→ Passage provided
/---
Monday, 2004-09-06 | Classic Gin, Philosophy
A million related bits of phrases come unbidden to mind--maybe you think it's an allegory for something first, maybe a metaphor that fits with your previous experience, maybe you have more of an ear for sound--but when I hear a proper noun or a noun phrase associated with (or clearly derivative of) the various intellectual disciplines with which I've become familiar over the years, my peculiar brain condition causes me to suffer the blistering licks of a thousand incandescent Pentacostal tongues.
It's incredibly difficult to think when you've got to work from behind a wire-crossed veil (a veil that you might imagine as 'cinereal' in color, if you were interested in really mixing the metaphors up).
When I hear words and speak words, I feel like I've got John's trusty yellow multimeter in one hand and a soldering gun in the other: I'm hunting down shorts and patching synaptic gaps as best I can, but inevitably a good percentage of signal never makes it through the circuit for which I'm responsible--spare electricity, fizzling and crackling out into the hungry air in the same way that water is wasted into the thirsty sand. The issue of responsibility of course complicates the metaphor even further, but let's ignore the question 'to whom are you responsible to for the successes of your cognitive processes?' in the spirit of maintaining a lively narrative.
Would that I could hide my sparking circuit from the world, but if the old axiom about the eyes and soul holds any truth, there's no hope for my efforts to obfuscate my designs. In conversation my eyes must twitch like a jar of flies--more so when I've found good and sweet wine and a place from which I can raise my index finger and hold forth. If the eyes are any kind of window on the cognitive apparatus and the processes in which it engages, casual interlocutors must be certain of my madness from the word 'Foucault.'
Finally, I think what I'm describing has everything to do with what I've long known about my own intellectual capacities. Whereas a man like my colleague M.S. Brent is an inspired thinker, I am a dutiful thinker.
\---
→ Stated exercise A
In the entry above, what does the writer imagine holding in one hand while holding a soldering gun in the other?
→ Stated exercise B
Transcribe part of the entry above word for word, starting with "Monday, 2004-09-06 |" and going on through "incandescent Pentacostal tongues.".

→ Data supplied
/---
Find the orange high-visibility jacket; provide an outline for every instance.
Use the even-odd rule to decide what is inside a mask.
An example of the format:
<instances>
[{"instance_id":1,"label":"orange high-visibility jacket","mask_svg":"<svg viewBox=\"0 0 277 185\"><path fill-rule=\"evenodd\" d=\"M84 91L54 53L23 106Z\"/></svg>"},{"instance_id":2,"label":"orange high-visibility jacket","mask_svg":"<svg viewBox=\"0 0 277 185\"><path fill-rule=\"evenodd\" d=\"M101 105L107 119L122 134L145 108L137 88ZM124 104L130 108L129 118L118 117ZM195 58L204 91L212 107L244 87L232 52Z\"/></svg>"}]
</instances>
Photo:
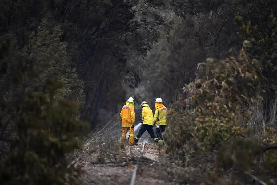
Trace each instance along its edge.
<instances>
[{"instance_id":1,"label":"orange high-visibility jacket","mask_svg":"<svg viewBox=\"0 0 277 185\"><path fill-rule=\"evenodd\" d=\"M127 101L122 108L120 117L122 127L130 127L132 123L134 124L135 114L134 105L133 103Z\"/></svg>"}]
</instances>

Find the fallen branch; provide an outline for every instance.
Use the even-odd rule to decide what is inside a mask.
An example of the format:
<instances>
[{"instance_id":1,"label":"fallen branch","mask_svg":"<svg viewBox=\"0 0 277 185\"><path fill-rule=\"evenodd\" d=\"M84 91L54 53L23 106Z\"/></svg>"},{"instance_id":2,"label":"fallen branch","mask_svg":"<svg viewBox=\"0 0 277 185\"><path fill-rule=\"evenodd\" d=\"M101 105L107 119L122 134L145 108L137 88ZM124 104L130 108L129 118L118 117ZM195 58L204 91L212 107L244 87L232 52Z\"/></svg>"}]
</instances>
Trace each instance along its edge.
<instances>
[{"instance_id":1,"label":"fallen branch","mask_svg":"<svg viewBox=\"0 0 277 185\"><path fill-rule=\"evenodd\" d=\"M252 179L256 181L261 185L267 185L267 184L263 181L261 180L260 180L258 179L257 177L255 177L254 175L251 175L247 171L244 171L244 172L246 174L248 175L251 177L252 178Z\"/></svg>"}]
</instances>

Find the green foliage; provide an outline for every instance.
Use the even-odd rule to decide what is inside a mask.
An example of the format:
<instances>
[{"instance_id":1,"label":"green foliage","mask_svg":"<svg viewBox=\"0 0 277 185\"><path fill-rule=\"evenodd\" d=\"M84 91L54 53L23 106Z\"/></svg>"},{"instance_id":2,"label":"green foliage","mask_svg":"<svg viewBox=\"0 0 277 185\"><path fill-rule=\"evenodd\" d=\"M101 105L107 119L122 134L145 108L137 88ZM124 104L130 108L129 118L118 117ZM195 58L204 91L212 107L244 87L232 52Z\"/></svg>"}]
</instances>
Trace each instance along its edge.
<instances>
[{"instance_id":1,"label":"green foliage","mask_svg":"<svg viewBox=\"0 0 277 185\"><path fill-rule=\"evenodd\" d=\"M80 174L65 155L79 148L88 130L76 119L82 82L62 32L52 27L43 20L28 45L1 61L7 65L0 79L0 141L8 143L1 151L1 184L72 184Z\"/></svg>"},{"instance_id":2,"label":"green foliage","mask_svg":"<svg viewBox=\"0 0 277 185\"><path fill-rule=\"evenodd\" d=\"M275 91L277 89L276 7L273 1L268 3L254 1L246 6L246 11L237 14L236 18L243 38L255 43L251 55L262 63L263 74L268 80L268 88ZM259 16L260 14L263 16Z\"/></svg>"},{"instance_id":3,"label":"green foliage","mask_svg":"<svg viewBox=\"0 0 277 185\"><path fill-rule=\"evenodd\" d=\"M263 99L259 95L264 91L262 69L259 62L247 52L251 43L245 41L237 57L208 59L199 64L203 77L184 88L191 95L189 102L195 107L195 114L190 115L188 110L169 112L166 152L171 157L187 161L196 153L203 157L210 153L216 155L217 168L209 171L207 184L231 183L233 177L226 180L226 177L232 175L233 171L248 176L247 172L251 173L253 169L268 177L274 173L275 153L263 153L266 150L260 142L239 138L246 137L247 127L245 123L239 125L238 115L243 114L247 120L251 116L244 106ZM264 161L259 163L260 155ZM211 158L215 158L210 155L207 160Z\"/></svg>"}]
</instances>

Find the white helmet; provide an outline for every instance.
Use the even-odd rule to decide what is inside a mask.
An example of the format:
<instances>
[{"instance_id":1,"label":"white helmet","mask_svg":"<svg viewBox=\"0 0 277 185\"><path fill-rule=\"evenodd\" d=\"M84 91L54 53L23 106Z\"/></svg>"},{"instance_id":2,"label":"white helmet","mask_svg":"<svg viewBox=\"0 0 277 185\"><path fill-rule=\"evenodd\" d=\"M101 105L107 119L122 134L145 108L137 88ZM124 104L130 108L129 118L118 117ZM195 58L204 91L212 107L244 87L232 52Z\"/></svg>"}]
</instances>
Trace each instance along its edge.
<instances>
[{"instance_id":1,"label":"white helmet","mask_svg":"<svg viewBox=\"0 0 277 185\"><path fill-rule=\"evenodd\" d=\"M129 99L128 99L128 100L127 100L127 101L129 101L131 103L134 103L134 98L132 97L130 97L129 98Z\"/></svg>"},{"instance_id":2,"label":"white helmet","mask_svg":"<svg viewBox=\"0 0 277 185\"><path fill-rule=\"evenodd\" d=\"M155 102L163 102L163 101L161 98L157 98L155 99Z\"/></svg>"},{"instance_id":3,"label":"white helmet","mask_svg":"<svg viewBox=\"0 0 277 185\"><path fill-rule=\"evenodd\" d=\"M147 103L147 102L146 101L143 101L141 102L141 104L140 104L140 107L142 108L142 105L144 104L145 104L146 103Z\"/></svg>"}]
</instances>

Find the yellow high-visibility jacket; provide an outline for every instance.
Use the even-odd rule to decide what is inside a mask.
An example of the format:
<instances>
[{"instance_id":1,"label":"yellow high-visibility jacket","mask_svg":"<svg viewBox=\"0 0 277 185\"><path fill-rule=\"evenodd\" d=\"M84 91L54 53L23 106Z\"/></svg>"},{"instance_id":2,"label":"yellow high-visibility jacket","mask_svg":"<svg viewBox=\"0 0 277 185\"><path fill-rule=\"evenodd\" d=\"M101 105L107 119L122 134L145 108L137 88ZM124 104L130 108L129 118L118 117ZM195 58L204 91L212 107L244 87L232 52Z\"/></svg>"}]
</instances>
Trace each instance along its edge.
<instances>
[{"instance_id":1,"label":"yellow high-visibility jacket","mask_svg":"<svg viewBox=\"0 0 277 185\"><path fill-rule=\"evenodd\" d=\"M155 104L155 114L153 122L156 122L156 126L165 125L167 124L167 110L162 102L156 102Z\"/></svg>"},{"instance_id":2,"label":"yellow high-visibility jacket","mask_svg":"<svg viewBox=\"0 0 277 185\"><path fill-rule=\"evenodd\" d=\"M134 124L135 114L134 103L129 101L123 106L120 113L120 121L122 122L122 127L130 127Z\"/></svg>"},{"instance_id":3,"label":"yellow high-visibility jacket","mask_svg":"<svg viewBox=\"0 0 277 185\"><path fill-rule=\"evenodd\" d=\"M147 103L142 105L141 119L143 121L143 124L152 125L153 124L153 112Z\"/></svg>"}]
</instances>

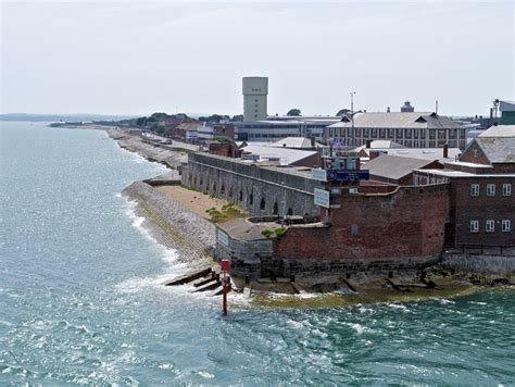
\---
→ Solution A
John's trusty yellow multimeter.

→ Solution B
Monday, 2004-09-06 | Classic Gin, Philosophy
A million related bits of phrases come unbidden to mind--maybe you think it's an allegory for something first, maybe a metaphor that fits with your previous experience, maybe you have more of an ear for sound--but when I hear a proper noun or a noun phrase associated with (or clearly derivative of) the various intellectual disciplines with which I've become familiar over the years, my peculiar brain condition causes me to suffer the blistering licks of a thousand incandescent Pentacostal tongues.